Output the lines that follow exactly as they are.

===== MATERIAL

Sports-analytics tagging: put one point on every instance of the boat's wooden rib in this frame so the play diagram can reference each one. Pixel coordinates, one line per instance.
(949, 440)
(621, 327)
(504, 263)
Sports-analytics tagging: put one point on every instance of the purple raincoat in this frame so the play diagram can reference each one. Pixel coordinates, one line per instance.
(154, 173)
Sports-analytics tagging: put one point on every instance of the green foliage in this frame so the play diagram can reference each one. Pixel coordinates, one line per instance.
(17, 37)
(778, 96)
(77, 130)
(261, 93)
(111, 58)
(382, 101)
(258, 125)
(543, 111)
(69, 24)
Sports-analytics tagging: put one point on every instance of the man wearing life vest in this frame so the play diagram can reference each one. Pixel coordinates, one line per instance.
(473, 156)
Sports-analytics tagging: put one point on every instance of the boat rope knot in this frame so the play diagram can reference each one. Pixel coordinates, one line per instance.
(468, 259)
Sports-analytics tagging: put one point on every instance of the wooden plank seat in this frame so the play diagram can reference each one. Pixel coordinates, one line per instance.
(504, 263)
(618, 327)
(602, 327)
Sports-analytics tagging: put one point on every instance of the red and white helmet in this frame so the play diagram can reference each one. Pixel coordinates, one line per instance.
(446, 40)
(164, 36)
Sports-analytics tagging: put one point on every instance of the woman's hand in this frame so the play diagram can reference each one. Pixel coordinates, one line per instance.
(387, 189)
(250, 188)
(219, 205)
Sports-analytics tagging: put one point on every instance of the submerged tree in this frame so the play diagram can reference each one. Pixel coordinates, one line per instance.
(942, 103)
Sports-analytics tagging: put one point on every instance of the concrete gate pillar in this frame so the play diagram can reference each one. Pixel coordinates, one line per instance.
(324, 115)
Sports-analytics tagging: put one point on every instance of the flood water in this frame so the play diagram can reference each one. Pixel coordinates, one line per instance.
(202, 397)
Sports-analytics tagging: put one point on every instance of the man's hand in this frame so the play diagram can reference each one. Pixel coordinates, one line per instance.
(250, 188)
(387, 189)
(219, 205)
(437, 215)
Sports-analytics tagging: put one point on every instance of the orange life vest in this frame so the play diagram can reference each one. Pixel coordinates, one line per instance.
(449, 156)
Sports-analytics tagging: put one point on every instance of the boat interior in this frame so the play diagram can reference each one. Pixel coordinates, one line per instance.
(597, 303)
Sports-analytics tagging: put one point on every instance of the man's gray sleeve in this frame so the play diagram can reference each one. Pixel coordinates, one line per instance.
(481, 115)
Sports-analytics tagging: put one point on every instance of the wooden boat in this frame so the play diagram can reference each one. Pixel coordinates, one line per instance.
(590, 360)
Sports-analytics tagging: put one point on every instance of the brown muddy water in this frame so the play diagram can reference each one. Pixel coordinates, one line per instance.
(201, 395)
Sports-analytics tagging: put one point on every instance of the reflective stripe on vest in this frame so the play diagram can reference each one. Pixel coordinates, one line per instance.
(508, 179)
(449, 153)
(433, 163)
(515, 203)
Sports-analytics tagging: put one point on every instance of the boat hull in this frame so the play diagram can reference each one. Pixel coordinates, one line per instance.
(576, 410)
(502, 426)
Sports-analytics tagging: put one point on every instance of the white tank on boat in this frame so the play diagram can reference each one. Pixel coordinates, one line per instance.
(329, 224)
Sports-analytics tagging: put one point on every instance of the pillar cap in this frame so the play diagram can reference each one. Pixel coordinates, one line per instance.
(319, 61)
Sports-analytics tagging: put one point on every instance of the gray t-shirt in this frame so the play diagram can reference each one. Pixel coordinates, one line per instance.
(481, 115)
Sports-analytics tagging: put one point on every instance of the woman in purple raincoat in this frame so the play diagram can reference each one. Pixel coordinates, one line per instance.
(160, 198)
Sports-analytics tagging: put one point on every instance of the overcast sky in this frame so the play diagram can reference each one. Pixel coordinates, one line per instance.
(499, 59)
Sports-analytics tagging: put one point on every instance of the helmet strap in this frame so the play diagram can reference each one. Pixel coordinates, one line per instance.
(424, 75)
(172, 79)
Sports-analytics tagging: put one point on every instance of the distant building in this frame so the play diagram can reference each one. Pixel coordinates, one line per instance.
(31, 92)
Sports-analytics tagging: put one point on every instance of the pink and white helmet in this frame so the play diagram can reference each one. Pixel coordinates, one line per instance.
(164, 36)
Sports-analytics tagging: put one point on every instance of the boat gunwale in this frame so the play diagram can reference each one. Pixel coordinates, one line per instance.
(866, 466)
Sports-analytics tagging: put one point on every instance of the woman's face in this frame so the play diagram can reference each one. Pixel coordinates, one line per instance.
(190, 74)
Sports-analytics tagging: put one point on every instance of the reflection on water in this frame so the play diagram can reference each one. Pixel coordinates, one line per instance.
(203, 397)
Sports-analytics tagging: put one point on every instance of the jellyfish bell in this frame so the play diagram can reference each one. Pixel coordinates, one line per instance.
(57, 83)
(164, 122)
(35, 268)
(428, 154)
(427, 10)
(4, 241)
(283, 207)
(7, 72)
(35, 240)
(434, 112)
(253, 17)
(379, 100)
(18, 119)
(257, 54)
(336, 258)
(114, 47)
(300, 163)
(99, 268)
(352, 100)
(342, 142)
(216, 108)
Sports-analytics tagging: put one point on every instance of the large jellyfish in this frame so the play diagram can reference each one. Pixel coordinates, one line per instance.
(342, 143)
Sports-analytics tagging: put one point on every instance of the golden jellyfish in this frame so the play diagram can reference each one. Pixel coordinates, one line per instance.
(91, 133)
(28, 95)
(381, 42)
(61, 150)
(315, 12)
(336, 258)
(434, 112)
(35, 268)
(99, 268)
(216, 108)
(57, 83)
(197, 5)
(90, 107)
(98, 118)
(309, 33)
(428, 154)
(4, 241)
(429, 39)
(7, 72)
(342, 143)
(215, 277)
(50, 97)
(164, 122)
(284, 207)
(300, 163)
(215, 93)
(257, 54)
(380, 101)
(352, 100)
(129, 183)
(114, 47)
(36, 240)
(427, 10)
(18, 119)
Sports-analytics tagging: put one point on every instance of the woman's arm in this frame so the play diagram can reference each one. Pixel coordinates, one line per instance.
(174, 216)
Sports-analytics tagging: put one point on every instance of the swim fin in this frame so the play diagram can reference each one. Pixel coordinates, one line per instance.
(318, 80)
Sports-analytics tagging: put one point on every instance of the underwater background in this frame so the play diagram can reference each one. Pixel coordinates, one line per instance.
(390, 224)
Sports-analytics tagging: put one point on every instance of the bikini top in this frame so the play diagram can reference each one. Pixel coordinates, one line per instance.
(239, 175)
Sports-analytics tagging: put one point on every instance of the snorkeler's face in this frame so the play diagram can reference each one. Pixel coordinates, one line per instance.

==========

- EXERCISE RESULT
Sports-analytics tagging: put one point on every instance of the boat's wooden rib in this frame so the play diagram can reference each one. Pixel coordinates, one line per instance.
(949, 440)
(621, 327)
(504, 263)
Sports-analytics tagging: put one point on every instance of the purple raincoat in this frame so the play diagram can reference each one. Pixel coordinates, one line per instance.
(154, 173)
Sports-analytics tagging: put one point on every instance of the green foliage in this frame so the play diagram can reference each one. Pixel coordinates, one line per instance.
(17, 37)
(778, 96)
(77, 130)
(261, 93)
(111, 58)
(382, 101)
(258, 125)
(543, 111)
(69, 24)
Sports-analytics tagging: put one point on every instance of the man wearing life vest in this frame so the play diagram can reference each one. Pixel coordinates, one line per instance.
(473, 156)
Sports-analytics tagging: put one point on every instance of the boat rope knot in this frame so the play diagram can reference each one. Pixel coordinates, one line per instance.
(468, 259)
Sports-analytics tagging: put one point on every instance of the wooden plank seat in this frame so the play diagram can reference each one. Pixel coordinates, one line per instance.
(504, 263)
(618, 327)
(602, 327)
Sports-analytics tagging: put one point on every instance of the red and white helmet in this frame so the play diagram can reference each one. Pixel coordinates, one line per instance.
(446, 40)
(164, 36)
Sports-analytics tagging: put one point on every instance of the woman's hand in this frame so the play diagram can reference each one. Pixel coordinates, one line per instance.
(387, 189)
(250, 188)
(219, 205)
Sports-analytics tagging: put one point on every instance of the submerged tree in this frame so the play diagram can reference each one. Pixel coordinates, one line per instance.
(942, 103)
Sports-analytics tagging: put one point on every instance of the concrete gate pillar in this frame so the play diagram can reference each one. Pixel coordinates, one line per instance.
(324, 115)
Sports-analytics tagging: put one point on every instance of the flood water in this frame so the play diagram can reference each one. Pixel coordinates, one line per instance.
(202, 397)
Sports-analytics tagging: put one point on every instance of the man's hand in this frame so the play diagram can reference each one. Pixel coordinates, one line per instance.
(250, 188)
(387, 189)
(219, 205)
(437, 215)
Sports-analytics tagging: put one point on every instance of the orange life vest in this frame so the play diagram can reference each one. Pixel coordinates, one line per instance.
(449, 156)
Sports-analytics tagging: put one point on every instance of the boat interior in this frame so the play diagram can reference each one. Pixel coordinates, one line per instance.
(597, 303)
Sports-analytics tagging: put one point on every instance of the man's gray sleeve in this frame so the play diagram can reference each one. Pixel coordinates, one line per instance.
(481, 115)
Sports-analytics tagging: put one point on every instance of the wooden boat in this frame so the play diagram can reference each one. Pixel coordinates, one line per instance.
(590, 360)
Sports-analytics tagging: put one point on every instance of the brown muddy water in this frame so the play diagram can reference each one. Pixel coordinates, one line per instance.
(201, 395)
Sports-analytics tagging: put one point on every instance of the reflective stripe on vest in this frame so the play diagram can reference each one. Pixel coordinates, one line per instance.
(508, 179)
(449, 153)
(433, 163)
(515, 203)
Sports-analytics tagging: put one point on every instance of the boat hull in this frame so the play diagram can reference each one. Pixel coordinates, one line per instance.
(576, 410)
(502, 426)
Sports-analytics tagging: put one point on every instance of the white tank on boat in this frame so the play diagram can reference each one. Pixel coordinates, one line per instance.
(329, 224)
Sports-analytics tagging: put one point on every instance of the pillar cap in this frame so the play diagram can reference each one. Pixel coordinates, one line per instance.
(319, 61)
Sports-analytics tagging: put one point on every instance of the gray t-shirt in this frame so the play diagram can reference each one. Pixel coordinates, one line per instance.
(481, 115)
Sports-analytics tagging: put one point on every instance of the woman in purple raincoat in this frame so the play diagram can reference each one. Pixel coordinates, one line per instance.
(160, 198)
Sports-analytics tagging: put one point on every instance of the overcast sky in this frame so the play diagram can reference each one. Pixel coordinates, one line per instance.
(499, 59)
Sports-analytics tagging: put one point on every instance of the helmet strap in this frame so the play diagram can reference each one. Pixel coordinates, one line per instance.
(424, 75)
(172, 79)
Sports-analytics tagging: put one point on every instance of the distant building in this frame so the play diagram can reference each one. Pixel coordinates, one line per instance.
(31, 92)
Sports-analytics tagging: put one point on every instance of the pink and white helmet in this frame so the play diagram can reference each one. Pixel coordinates, one line per instance.
(164, 36)
Sports-analytics tagging: put one point on every instance of the boat gunwale in this frame so the play diagram can reference each one. Pixel coordinates, one line per instance.
(866, 466)
Sports-analytics tagging: put one point on every instance of the woman's face in this frame so the play diagram can reference each one. Pixel coordinates, one line per instance.
(190, 74)
Sports-analytics tagging: put one point on every instance of the reflection on water in this frame so the play diagram can reference each one. Pixel coordinates, one line per instance.
(203, 397)
Sports-analytics tagging: put one point on every instance of the jellyfish bell in this frame so the play diagram can reference each one. Pixel coordinates, one line per instance.
(57, 83)
(164, 122)
(35, 268)
(428, 154)
(427, 10)
(4, 241)
(283, 207)
(7, 72)
(35, 240)
(434, 112)
(253, 17)
(379, 100)
(18, 119)
(257, 54)
(336, 258)
(114, 47)
(300, 163)
(99, 268)
(352, 100)
(342, 142)
(216, 108)
Sports-analytics tagging: put one point on every instance of the large jellyfish in this frame so the play diagram can reference each one. Pixel coordinates, one line per instance.
(342, 143)
Sports-analytics tagging: put one point on every instance of the golden jellyfish in this frame so the play diagram can reference each one. Pixel coordinates, one line per instance.
(91, 133)
(28, 95)
(381, 42)
(61, 150)
(315, 12)
(336, 258)
(434, 112)
(35, 268)
(99, 268)
(216, 108)
(57, 83)
(197, 5)
(90, 107)
(98, 118)
(309, 33)
(428, 154)
(4, 241)
(429, 39)
(7, 72)
(342, 143)
(215, 277)
(50, 97)
(164, 122)
(284, 207)
(300, 163)
(215, 93)
(257, 54)
(380, 101)
(352, 100)
(129, 183)
(114, 47)
(36, 240)
(427, 10)
(18, 119)
Sports-analytics tagging: put one point on every instance of the woman's arm in this frame so the play diagram can reference each one. Pixel coordinates, one line per instance.
(174, 216)
Sports-analytics tagging: put one point on every instance of the swim fin in this frame so the play diagram can reference each one. Pixel coordinates, one line per instance.
(318, 80)
Sports-analytics tagging: put one point on every instance of the underwater background in this frame so the play diagram can reference each one. Pixel coordinates, one line per instance.
(390, 224)
Sports-analytics tagging: put one point on every instance of the bikini top in this frame so the play diagram can reference each one. Pixel coordinates, one line per instance.
(239, 175)
Sports-analytics tagging: put one point on every instance of the snorkeler's face in this frame so the play diagram can reference each one. Pixel coordinates, one line per instance.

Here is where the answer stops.